### SELECTED PASSAGE

Item #4 Report on Committee assignments is usually brief. The consent calendar is routine.

Item #18 Second reading of Ordinance No. 20-2213 adopting Municipal Code Amendments to CMC Chapter 10.48 Community Noise Control to regulate leaf blowers to implement the Fiscal Year 2020-21 City Council Work Program items related to ordinance updates on gas-powered leaf blowers. Previously approved, this should be a routine second reading.

Item #19: Second reading of Ordinance No. 20-2214 to adopt minor, cleanup amendments to the Cupertino Municipal Code: “An Ordinance of the City Council of the City of Cupertino amending Cupertino Municipal Code Section 2.04.010 (concerning regular meetings of the City Council); Section 2.28.040 (concerning powers and duties of the City Manager); Section 8.01.090 (concerning animals in City buildings); Chapter 11.08 (concerning bicycle licensing and registration); and Section 13.04.190 (concerning activities prohibited in City parks). Previously approved, this should be a routine second reading.

Item #20 Second reading of Ordinance No. 20-2215 for a one-time adjustment to the City of Cupertino minimum wage to be consistent with the cities of Los Altos, Palo Alto, and Santa Clara such that the minimum wage will be consistent among those cities and the City of Cupertino in 2021 and in subsequent years to achieve a desired uniformity among the cities of Los Altos, Palo Alto, and Santa Clara. Previously approved, this should be a routine second reading.

Item #21 Discuss improvements to the Weed Abatement Program and approve a budget appropriation (BMN 2021-105) of $8,046 to supplement outreach for the Weed Abatement Program and to cover initial inspection fees for properties found to be in compliance. This council has spent much, too much time on this annual county program. This item proposes to spend another $8,046 to modify procedures to satisfy Councilmember Liang Chao personally. She was previously cited for non-compliance, requesting a personal exemption that was denied by council upon expression of outrage from the public. Why is this council spending money and time on a minor matter that previous councils authorized on the consent calendar?

Item #22 Consider investigating potential acquisition of Cupertino Union School District (CUSD) property located on Finch Avenue next to D. J. Sedgwick Elementary School and discuss other potential steps to assist CUSD in light of potential school closures in Cupertino; provide direction to staff on these issues. This is a last-minute electioneering move on the part of Mayor Steven Scharf in conjunction with Councilmember Liang Chao. CUSD is facing a financial crunch, and nominally, the item is to consider an offer to acquire a property owned by the district to “help” the budget crisis. The district has already stated a sale would be a one-time capital infusion of restricted funds, not badly needed operating income, and which doesn’t fit their fiscal needs. Plus there is no money in the city capital budget for additional acquisitions.

However, the item was amended to broaden the discussion, so expect grandstanding on potential relief measures that are illegal, unfeasible or not useful to the school district. The staff report is worth perusing since it quantifies $2,049,320 in programs that the city already provides to CUSD. Most of this is athletic field maintenance.

[Entries pointing to labeled objects]
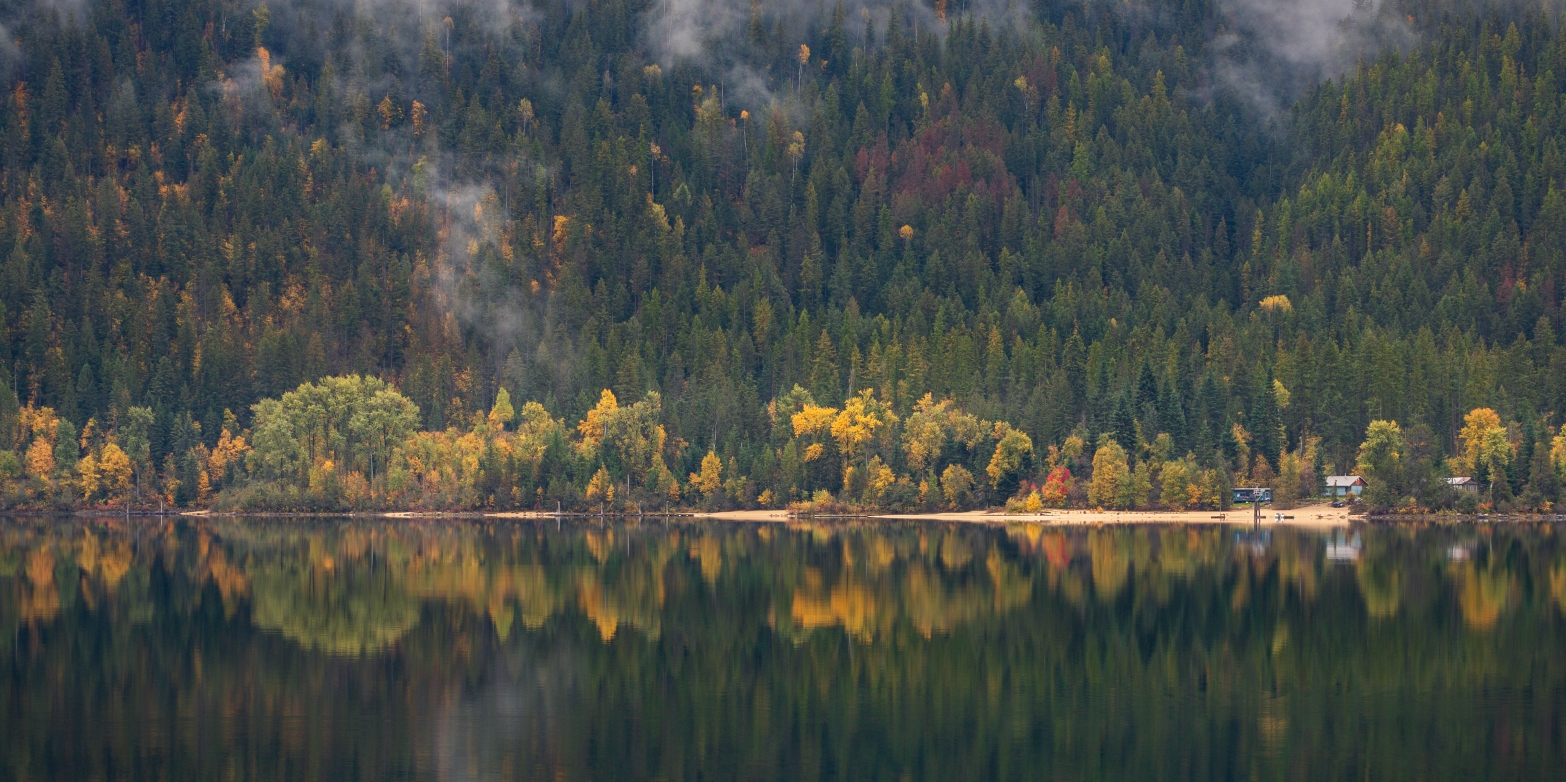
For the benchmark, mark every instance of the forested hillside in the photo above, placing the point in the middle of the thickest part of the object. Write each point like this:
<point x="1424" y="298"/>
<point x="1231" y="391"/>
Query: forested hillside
<point x="1015" y="243"/>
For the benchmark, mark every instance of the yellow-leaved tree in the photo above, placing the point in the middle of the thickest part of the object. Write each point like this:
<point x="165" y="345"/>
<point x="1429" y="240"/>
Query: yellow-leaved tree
<point x="1109" y="474"/>
<point x="1485" y="447"/>
<point x="711" y="477"/>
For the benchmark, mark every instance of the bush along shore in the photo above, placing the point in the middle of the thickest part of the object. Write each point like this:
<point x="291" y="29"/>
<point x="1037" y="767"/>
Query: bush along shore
<point x="354" y="444"/>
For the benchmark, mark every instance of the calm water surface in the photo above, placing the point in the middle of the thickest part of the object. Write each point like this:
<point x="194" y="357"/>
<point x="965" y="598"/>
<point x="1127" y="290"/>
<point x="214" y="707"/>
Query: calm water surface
<point x="364" y="649"/>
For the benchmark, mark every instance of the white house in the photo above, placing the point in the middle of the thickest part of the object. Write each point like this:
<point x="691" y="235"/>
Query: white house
<point x="1463" y="483"/>
<point x="1344" y="485"/>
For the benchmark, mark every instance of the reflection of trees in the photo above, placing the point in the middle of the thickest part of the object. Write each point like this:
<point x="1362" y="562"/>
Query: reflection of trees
<point x="877" y="585"/>
<point x="342" y="610"/>
<point x="1380" y="582"/>
<point x="1483" y="593"/>
<point x="719" y="649"/>
<point x="1558" y="585"/>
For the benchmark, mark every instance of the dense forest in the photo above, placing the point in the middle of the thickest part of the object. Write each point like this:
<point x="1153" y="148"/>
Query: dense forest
<point x="473" y="254"/>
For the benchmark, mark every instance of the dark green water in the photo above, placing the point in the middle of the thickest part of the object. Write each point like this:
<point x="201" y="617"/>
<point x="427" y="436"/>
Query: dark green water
<point x="282" y="649"/>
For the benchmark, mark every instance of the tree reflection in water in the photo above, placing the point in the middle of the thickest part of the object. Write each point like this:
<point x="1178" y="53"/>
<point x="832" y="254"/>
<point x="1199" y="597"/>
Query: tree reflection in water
<point x="365" y="649"/>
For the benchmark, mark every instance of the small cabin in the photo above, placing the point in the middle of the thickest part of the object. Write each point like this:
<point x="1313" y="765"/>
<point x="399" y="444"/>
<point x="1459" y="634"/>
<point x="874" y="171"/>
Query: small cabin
<point x="1339" y="486"/>
<point x="1463" y="483"/>
<point x="1253" y="494"/>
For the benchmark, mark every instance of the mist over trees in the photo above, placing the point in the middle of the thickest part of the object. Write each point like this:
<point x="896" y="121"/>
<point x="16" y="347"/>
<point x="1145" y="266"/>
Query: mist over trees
<point x="1075" y="226"/>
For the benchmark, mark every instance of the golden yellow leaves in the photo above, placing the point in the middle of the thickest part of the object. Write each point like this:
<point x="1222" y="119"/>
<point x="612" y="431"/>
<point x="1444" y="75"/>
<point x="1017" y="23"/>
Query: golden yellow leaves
<point x="1277" y="304"/>
<point x="711" y="477"/>
<point x="1483" y="439"/>
<point x="811" y="420"/>
<point x="860" y="419"/>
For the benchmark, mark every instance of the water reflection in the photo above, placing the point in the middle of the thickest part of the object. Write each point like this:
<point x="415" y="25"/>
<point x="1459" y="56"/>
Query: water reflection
<point x="364" y="649"/>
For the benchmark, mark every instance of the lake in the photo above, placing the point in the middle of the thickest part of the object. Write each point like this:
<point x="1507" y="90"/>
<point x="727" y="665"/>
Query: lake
<point x="901" y="651"/>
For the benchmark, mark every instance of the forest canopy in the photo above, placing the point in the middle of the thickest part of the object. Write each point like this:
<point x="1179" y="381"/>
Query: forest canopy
<point x="509" y="256"/>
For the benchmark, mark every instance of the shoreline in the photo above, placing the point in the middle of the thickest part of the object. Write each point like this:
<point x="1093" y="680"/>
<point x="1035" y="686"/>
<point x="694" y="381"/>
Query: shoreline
<point x="1317" y="516"/>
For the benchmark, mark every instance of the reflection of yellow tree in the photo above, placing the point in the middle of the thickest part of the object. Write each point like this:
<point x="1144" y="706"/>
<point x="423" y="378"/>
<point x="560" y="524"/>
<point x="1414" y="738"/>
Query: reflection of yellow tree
<point x="1111" y="563"/>
<point x="41" y="600"/>
<point x="1483" y="594"/>
<point x="1380" y="585"/>
<point x="1558" y="585"/>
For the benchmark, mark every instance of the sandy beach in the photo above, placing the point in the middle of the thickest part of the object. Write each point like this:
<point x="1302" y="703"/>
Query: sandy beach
<point x="1308" y="516"/>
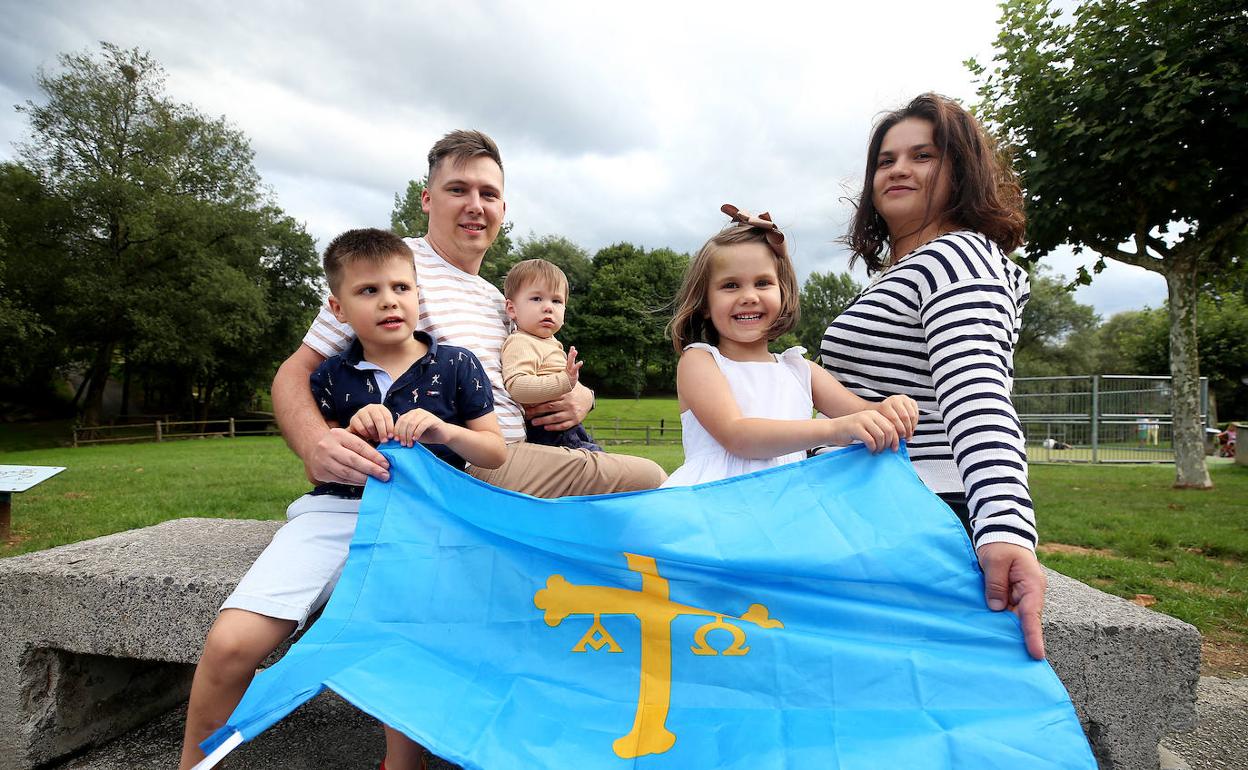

### INSTRUCTIONS FOR THE TASK
Please resume the Cupertino City Council agenda commentary right after its last sentence, which ends with "athletic field maintenance." These entries are separate material and have no connection to the agenda commentary.

### RESPONSE BELOW
Your voice is important. Information on expressing your opinion via emails and oral communications with the city can be found at


YouTube:  Part 1 3 hr. 28 min. Part 2 1 hr. 39 min.

This was an unusually long Planning Commission meeting, ending at midnight.

Item #2: Modification to Use Permit (U-2011-09) and an Architectural and Site approval to allow for the installation of two (2) hydrogen refueling dispensers and accessory utility structures, site improvements and landscaping to an existing gasoline station (BSP Union). Commissioners were enthusiastic about installation of an alternative fuel site in Cupertino. Approved unanimously.

Item #3: Consider Municipal Code Amendments to update existing Mobile Vending regulations, including, but not limited to, regulations in Chapter 5.48, and potential conforming edits to other chapters in the Municipal Code, including in Titles 5, 11, 13 and 19, and adopting new policies and definitions regulating Mobile Vendors. The Cupertino Municipal Code has to be revised to meet SB 946 standards. The staff recommended going beyond the minimum revisions, but after discussion, the commission ultimately decided to adopt the minimum necessary to meet state standards. Approved 3-2, with Fung and Takahashi voting nay.

Item #4: Municipal Code Amendments to adopt glazing and lighting regulations to implement the Fiscal Year 2019/20 City Council Work Program items related to Dark Sky and Bird-Safe Design. The speakers during public input urged adoption of these policies. The commission got bogged down in discussion of string lights in residential areas. The item finally passed 4-1, with Vice-Chair Ray Wang voting nay.


The cover photo and article on page 5 is “The Young Coders: Cupertino siblings make coding connection with Indian Village”. Community briefs on page 12 are (1) “More RYDEs Coming”, an expansion of rides for seniors and (2) “Valley Water Grants”. Legal notices on page 32 included a Notice about applying to serve on a city commission.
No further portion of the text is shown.